[Short problem]:
Return the listing below verbatim. Pictures do not belong in the copy.

[Records from a dataset]:
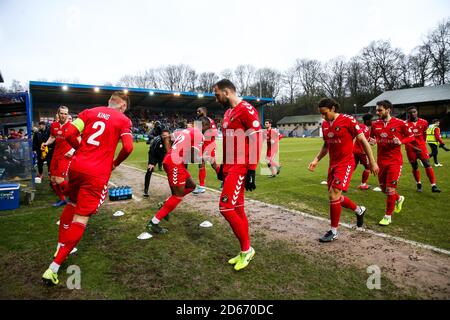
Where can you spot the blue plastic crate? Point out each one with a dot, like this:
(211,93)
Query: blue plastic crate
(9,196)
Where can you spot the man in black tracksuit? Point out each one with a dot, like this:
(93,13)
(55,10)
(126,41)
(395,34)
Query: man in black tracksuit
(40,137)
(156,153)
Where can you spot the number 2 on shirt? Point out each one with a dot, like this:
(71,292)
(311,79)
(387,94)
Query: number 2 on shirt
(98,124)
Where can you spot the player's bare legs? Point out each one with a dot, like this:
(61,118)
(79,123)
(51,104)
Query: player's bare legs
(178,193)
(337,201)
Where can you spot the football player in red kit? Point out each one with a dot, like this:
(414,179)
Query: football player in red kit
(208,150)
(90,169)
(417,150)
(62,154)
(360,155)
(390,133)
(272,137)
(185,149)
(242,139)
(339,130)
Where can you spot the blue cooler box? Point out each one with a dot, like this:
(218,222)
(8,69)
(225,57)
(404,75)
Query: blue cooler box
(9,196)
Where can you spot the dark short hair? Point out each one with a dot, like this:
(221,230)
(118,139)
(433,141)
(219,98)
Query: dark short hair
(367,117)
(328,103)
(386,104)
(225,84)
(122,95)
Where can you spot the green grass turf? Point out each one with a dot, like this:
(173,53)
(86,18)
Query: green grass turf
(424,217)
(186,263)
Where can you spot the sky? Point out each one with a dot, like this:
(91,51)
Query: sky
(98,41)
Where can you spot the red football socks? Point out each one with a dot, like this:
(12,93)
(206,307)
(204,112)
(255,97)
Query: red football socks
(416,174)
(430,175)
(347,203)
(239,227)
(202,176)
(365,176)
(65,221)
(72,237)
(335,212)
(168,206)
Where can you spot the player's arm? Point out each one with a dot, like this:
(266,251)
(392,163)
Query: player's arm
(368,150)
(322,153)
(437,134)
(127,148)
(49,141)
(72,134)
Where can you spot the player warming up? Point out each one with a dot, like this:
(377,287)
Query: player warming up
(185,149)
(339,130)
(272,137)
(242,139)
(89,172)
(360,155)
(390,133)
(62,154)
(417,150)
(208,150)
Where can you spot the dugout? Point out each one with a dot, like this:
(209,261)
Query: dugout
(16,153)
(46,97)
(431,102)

[Written answer]:
Where can you spot the blue plastic crate? Point out each one with a dot, like this:
(211,93)
Query: blue plastic crate
(9,196)
Where can you spot the man in black tracksuit? Point out each one with a dot, like this:
(93,13)
(55,10)
(126,41)
(395,34)
Query: man in black tracksuit
(40,137)
(156,153)
Where can you spot the number 2 on shirt? Point out each one with a dot, like this:
(71,292)
(311,79)
(387,94)
Query: number 2 on shirt
(98,124)
Where can you spot the player's bare legs? Point out each one with a dot, like this:
(61,118)
(79,123)
(51,104)
Query: player's bare legs
(178,193)
(337,201)
Where can you spot the football player in red kit? Point out each one with a dot, like this:
(414,179)
Query: football player in red kit
(208,150)
(90,169)
(417,150)
(62,154)
(360,155)
(390,133)
(272,137)
(185,149)
(242,139)
(339,130)
Where can you spot the blue cooler box? Point out each one with a dot, like this:
(218,222)
(8,69)
(225,57)
(404,75)
Query: blue cooler box
(9,196)
Where can you spot the dark short hair? Point out each one with a dot, like this:
(221,230)
(118,139)
(433,141)
(219,98)
Query: dark short hair
(367,117)
(328,103)
(386,104)
(225,84)
(122,95)
Where can you spot the green grass turf? Point out each one with a dot, like this:
(173,53)
(86,18)
Query: green grass turf
(424,217)
(186,263)
Where can you spot the sky? Point out each one with a dot, like this:
(91,51)
Query: sky
(98,41)
Where can you spot the red football socks? Point out each one with a dot, like this:
(12,93)
(206,307)
(204,112)
(255,97)
Query: red football socks
(416,174)
(430,175)
(347,203)
(239,227)
(202,176)
(365,176)
(65,221)
(72,237)
(335,212)
(168,206)
Where can you spot the player's arm? Point out each one with a dot, like this:
(266,251)
(392,163)
Query: player's arm
(368,150)
(322,153)
(437,134)
(127,148)
(49,141)
(72,134)
Where can you spot the player warming up? Point out each one with a dot, like this:
(377,287)
Query: player warming up
(185,149)
(339,130)
(272,137)
(242,139)
(89,172)
(360,155)
(390,133)
(62,154)
(417,150)
(208,150)
Where can you spot the dugout? Point out each one with a dot, like this:
(209,261)
Query: dugout
(16,153)
(46,97)
(431,102)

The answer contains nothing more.